• [REQUIRED ACTIONS]
#1 In the article on India's batting in Southampton, what was India's average impact point in the first 10 overs?
#2 Copy everything in the article on India's batting in Southampton from "Faced with a" down to "since records began.", and swap "gloomy" for "overcast".

• [EXTRACT TO READ]
Ben Jones analyses the way in which India responded to historic levels of swing in Southampton.
The World Test Championship is a strange beast, in its current guise. A first draft at an unquestionably good idea, it’s suffered through its own scope at a time in history when brevity is key, when the ability to squeeze yourself into the schedule is king. With the impact of Covid-19, and the resulting sprawl of matches and meaning, it’s not been easy to hook into the progression of this tournament. Even calling it a ‘tournament’ feels like it should be done with a nudge and a wink, an acknowledgement of the oddity of it all. A large part of this competition has been spent working out quite what, and quite how much, it means.
Well, today we found out.
With India having lost the toss and been put into bat, Shubman Gill and Rohit Sharma were immediately thrust into a damp-grey worst case scenario. New Zealand’s series against England was an emphatic declaration not only of their quality (the first team to win in England since 2014), but their ability with the Dukes ball. In that series, their average swing (1.64°) was the sixth most by any team in any series since records began in 2006. One of the performances above them on that list was NZ themselves, in 2015 when they last toured England.
The last time that the Indian Test team toured England, we saw their captain Virat Kohli make a pronounced tactical choice. In 2018, he batted well out of his crease, making a conscious effort to negate the swing of James Anderson, Kohli asserting himself on the bowler who had dominated in their previous battles. His average impact point in 2014 has been 1.88m from his stumps; in 2018, it was 2.37m, almost half a metre further down the track. It worked, his average against the quicks going from 12.77, to 66.14.
Faced with a difficult challenge, he took a forward step – literally and metaphorically – and faced it head on. Today, under gloomy skies at the Rose Bowl, his openers did the same. Gill and Rohit responded by following the Kohli-template. The average impact point for India in the first 10 overs today was 2.24m; only once have India batted further down the track against the new ball, since records began.

• [MATERIAL SHOWN]
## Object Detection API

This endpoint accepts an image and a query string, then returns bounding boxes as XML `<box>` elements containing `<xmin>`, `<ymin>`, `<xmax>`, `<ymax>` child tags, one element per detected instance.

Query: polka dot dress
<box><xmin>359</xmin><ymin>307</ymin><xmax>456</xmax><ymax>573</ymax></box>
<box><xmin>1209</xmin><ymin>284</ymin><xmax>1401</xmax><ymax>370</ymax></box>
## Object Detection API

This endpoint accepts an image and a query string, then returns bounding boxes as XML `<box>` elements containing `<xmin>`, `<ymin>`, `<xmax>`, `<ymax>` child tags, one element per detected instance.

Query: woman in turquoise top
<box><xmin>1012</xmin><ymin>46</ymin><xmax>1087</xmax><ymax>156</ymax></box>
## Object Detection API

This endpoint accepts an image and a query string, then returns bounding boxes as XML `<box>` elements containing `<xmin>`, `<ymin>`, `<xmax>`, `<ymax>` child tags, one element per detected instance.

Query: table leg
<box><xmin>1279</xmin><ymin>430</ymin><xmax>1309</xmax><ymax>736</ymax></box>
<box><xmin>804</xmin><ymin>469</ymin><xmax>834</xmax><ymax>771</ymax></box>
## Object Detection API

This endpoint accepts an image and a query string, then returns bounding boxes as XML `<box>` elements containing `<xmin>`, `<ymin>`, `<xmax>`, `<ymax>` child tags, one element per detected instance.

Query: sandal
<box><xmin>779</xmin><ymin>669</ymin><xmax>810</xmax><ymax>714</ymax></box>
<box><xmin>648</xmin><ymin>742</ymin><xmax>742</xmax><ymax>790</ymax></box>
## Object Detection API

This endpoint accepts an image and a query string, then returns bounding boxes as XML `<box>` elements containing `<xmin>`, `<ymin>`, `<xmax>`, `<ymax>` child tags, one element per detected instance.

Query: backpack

• [SOLUTIONS FOR EACH TASK]
#1 India's average impact point in the first 10 overs was 2.24m.

#2
Faced with a difficult challenge, he took a forward step – literally and metaphorically – and faced it head on. Today, under overcast skies at the Rose Bowl, his openers did the same. Gill and Rohit responded by following the Kohli-template. The average impact point for India in the first 10 overs today was 2.24m; only once have India batted further down the track against the new ball, since records began.